* start Dataset *

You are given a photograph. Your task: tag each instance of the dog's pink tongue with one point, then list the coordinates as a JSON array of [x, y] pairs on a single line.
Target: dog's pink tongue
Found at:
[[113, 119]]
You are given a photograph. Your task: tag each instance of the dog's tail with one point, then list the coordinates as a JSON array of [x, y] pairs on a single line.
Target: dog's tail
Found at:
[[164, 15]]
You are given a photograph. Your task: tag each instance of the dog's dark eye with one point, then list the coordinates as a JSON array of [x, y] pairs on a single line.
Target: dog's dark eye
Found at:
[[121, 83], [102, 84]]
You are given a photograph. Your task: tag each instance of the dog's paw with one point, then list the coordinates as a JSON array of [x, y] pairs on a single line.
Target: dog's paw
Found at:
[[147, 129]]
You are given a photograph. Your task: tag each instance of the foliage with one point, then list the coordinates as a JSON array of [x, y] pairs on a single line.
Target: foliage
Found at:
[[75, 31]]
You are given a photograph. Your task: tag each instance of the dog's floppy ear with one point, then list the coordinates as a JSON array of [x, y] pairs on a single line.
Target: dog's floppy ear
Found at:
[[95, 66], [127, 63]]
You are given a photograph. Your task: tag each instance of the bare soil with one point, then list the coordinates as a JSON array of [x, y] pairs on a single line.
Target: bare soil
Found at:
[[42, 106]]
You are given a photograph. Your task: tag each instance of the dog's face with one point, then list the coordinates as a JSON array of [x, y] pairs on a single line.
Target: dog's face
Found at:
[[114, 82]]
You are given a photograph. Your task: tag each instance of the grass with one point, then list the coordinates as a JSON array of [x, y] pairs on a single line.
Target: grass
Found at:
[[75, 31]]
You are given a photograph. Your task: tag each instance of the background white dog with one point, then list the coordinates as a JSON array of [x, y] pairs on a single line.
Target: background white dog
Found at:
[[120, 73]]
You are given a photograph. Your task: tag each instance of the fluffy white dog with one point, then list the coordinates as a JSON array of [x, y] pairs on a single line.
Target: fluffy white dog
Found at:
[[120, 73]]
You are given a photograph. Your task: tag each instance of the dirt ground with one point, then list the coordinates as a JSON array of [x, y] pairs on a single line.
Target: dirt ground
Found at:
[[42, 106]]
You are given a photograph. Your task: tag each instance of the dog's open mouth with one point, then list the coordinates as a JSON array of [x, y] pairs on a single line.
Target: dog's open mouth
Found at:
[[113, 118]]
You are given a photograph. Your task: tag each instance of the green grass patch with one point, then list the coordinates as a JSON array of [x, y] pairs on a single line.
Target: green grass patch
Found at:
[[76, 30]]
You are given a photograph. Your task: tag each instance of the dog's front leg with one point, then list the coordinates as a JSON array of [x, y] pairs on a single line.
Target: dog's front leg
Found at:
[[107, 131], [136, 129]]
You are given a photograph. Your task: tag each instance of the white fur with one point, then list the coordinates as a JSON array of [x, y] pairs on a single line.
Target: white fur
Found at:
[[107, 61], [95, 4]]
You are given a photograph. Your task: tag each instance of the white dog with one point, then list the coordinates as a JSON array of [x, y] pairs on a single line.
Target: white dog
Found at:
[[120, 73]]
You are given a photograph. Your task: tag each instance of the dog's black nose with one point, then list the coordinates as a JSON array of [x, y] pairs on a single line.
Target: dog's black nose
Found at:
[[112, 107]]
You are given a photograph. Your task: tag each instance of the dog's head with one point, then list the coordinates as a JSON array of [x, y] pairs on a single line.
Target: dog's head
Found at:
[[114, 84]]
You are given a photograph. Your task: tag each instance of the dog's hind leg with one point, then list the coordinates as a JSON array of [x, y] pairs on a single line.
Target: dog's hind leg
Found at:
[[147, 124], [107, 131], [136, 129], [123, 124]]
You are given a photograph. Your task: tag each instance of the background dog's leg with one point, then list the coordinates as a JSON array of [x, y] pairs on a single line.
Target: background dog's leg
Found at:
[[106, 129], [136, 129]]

* end Dataset *
* start Dataset *

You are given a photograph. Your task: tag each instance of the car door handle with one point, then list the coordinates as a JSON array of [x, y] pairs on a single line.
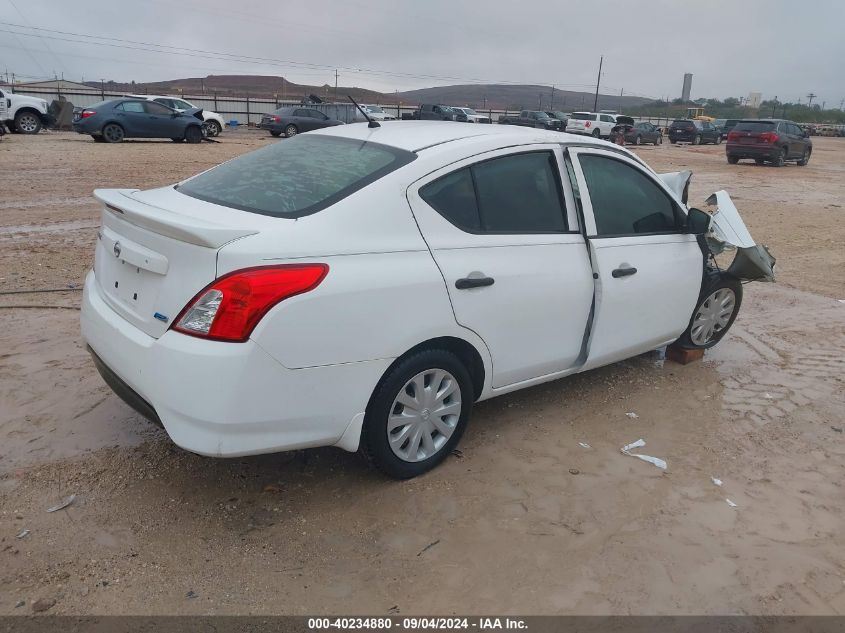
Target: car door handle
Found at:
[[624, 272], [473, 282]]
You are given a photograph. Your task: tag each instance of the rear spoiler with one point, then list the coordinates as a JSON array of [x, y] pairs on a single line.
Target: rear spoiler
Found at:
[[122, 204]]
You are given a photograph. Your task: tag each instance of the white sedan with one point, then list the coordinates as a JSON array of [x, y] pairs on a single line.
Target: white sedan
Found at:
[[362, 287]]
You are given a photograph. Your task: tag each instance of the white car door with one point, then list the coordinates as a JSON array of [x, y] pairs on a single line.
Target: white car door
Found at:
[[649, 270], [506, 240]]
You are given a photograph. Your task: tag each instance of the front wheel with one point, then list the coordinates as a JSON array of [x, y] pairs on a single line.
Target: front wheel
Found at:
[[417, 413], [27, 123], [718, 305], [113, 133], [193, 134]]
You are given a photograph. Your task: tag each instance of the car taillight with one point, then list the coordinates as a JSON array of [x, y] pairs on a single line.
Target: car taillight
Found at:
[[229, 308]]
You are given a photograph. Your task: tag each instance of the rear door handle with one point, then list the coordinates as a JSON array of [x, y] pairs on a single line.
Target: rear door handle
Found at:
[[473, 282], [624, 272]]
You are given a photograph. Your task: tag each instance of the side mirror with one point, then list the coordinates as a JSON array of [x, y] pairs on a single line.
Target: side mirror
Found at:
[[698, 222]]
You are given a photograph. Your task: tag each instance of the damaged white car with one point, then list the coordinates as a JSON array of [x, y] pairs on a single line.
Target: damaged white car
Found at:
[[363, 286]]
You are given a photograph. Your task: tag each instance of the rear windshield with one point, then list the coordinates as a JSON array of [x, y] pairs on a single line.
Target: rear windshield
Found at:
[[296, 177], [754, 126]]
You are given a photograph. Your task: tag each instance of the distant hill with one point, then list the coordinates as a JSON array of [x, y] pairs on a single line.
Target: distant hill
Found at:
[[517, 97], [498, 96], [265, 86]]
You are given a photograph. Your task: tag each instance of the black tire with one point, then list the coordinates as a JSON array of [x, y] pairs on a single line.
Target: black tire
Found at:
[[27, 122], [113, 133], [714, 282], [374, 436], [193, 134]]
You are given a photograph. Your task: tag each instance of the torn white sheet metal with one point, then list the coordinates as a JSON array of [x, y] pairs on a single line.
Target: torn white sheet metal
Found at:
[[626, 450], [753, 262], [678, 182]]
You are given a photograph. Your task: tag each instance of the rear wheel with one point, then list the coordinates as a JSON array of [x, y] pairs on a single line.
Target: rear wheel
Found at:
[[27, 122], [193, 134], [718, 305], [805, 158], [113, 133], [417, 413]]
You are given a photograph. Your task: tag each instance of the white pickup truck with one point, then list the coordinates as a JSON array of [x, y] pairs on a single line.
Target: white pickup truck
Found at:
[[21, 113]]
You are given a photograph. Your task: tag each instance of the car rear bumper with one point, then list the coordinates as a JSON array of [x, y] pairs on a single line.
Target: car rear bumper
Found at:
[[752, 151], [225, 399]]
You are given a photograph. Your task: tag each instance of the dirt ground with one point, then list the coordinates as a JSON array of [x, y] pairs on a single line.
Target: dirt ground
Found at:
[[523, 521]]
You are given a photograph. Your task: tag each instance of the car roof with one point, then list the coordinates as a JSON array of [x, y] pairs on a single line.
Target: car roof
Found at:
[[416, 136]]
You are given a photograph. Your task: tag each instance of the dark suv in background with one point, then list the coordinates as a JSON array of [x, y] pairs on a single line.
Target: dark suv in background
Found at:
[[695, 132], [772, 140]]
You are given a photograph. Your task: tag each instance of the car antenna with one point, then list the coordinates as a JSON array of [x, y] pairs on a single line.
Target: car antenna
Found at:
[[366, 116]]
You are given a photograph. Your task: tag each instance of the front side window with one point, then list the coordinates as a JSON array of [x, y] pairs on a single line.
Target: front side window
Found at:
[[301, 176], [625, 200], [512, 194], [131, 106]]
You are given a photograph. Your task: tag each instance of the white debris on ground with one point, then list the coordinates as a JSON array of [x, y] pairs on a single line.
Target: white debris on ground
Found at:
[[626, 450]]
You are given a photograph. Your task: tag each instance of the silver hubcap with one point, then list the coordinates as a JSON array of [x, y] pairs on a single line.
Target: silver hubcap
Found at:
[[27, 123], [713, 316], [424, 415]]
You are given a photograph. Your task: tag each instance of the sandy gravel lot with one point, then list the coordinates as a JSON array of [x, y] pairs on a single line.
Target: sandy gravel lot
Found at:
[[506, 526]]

* end Dataset *
* start Dataset *

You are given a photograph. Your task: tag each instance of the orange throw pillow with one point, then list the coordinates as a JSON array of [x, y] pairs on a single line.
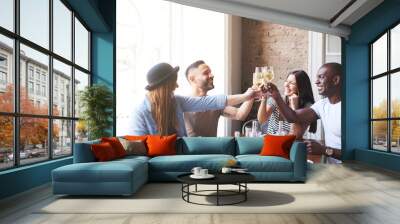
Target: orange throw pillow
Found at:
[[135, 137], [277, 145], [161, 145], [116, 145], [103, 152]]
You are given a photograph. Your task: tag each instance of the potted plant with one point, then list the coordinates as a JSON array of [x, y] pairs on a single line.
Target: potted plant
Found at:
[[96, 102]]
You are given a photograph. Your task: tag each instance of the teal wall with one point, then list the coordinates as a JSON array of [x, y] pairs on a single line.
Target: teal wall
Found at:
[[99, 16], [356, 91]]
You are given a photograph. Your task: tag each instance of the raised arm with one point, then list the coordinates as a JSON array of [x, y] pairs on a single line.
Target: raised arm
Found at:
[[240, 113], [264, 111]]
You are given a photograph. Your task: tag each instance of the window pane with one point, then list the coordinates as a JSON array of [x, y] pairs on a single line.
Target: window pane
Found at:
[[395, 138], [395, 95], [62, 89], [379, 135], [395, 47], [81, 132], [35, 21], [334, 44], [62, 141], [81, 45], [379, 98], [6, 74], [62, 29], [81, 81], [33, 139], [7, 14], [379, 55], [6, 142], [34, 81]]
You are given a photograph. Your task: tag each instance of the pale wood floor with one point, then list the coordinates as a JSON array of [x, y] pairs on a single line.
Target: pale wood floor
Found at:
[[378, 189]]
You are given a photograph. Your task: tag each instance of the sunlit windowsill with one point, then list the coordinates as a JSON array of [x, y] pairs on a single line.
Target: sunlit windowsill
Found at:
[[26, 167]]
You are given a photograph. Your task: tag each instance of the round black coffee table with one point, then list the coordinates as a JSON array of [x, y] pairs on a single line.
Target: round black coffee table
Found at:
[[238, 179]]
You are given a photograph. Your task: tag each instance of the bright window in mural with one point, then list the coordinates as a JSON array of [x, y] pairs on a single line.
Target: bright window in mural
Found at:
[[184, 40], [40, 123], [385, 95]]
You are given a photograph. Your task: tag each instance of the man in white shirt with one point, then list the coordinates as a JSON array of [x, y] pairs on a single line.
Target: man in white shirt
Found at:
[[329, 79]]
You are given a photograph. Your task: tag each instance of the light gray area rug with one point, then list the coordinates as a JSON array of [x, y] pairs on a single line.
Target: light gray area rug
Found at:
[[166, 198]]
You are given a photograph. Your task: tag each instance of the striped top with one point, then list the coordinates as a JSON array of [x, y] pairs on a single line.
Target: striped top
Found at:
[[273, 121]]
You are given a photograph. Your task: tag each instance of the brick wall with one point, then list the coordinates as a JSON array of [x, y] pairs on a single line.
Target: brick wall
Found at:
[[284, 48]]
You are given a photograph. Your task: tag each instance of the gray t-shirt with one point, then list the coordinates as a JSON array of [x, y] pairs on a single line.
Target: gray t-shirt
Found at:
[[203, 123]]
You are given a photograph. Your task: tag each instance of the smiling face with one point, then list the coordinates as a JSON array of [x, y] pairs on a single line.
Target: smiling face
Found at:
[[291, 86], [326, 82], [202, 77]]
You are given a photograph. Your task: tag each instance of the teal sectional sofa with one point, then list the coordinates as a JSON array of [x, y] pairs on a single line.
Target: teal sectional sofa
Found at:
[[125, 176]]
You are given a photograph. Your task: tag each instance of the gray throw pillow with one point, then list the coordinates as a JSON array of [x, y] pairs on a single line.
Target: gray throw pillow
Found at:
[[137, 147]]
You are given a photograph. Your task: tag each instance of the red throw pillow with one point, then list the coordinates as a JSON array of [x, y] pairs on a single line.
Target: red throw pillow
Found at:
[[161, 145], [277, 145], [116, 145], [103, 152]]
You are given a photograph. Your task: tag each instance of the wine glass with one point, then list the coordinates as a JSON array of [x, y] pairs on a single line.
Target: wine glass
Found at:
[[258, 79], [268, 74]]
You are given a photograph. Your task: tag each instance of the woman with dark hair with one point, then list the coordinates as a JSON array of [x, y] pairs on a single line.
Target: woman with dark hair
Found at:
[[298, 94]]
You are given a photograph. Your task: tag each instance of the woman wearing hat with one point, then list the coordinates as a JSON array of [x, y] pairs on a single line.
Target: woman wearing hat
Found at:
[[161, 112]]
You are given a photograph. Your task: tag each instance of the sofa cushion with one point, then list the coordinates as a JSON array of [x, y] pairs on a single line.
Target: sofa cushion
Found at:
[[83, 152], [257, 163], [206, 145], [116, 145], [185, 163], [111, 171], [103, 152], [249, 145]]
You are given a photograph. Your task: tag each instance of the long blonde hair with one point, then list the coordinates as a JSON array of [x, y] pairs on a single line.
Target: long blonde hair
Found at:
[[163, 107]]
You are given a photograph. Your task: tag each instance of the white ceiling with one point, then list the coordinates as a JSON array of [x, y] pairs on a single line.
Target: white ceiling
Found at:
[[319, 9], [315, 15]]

* end Dataset *

*Request*
Retype, without any changes, the lines of the data above from the line containing "of the sandy" through the line containing "[[506, 526]]", including both of those lines.

*Problem solution*
You are given a photograph. Your task: tag each instance of the sandy gravel lot with one point, then list the coordinates as a JSON array of [x, y] pairs on a single line.
Target: sandy gravel lot
Found at:
[[506, 526]]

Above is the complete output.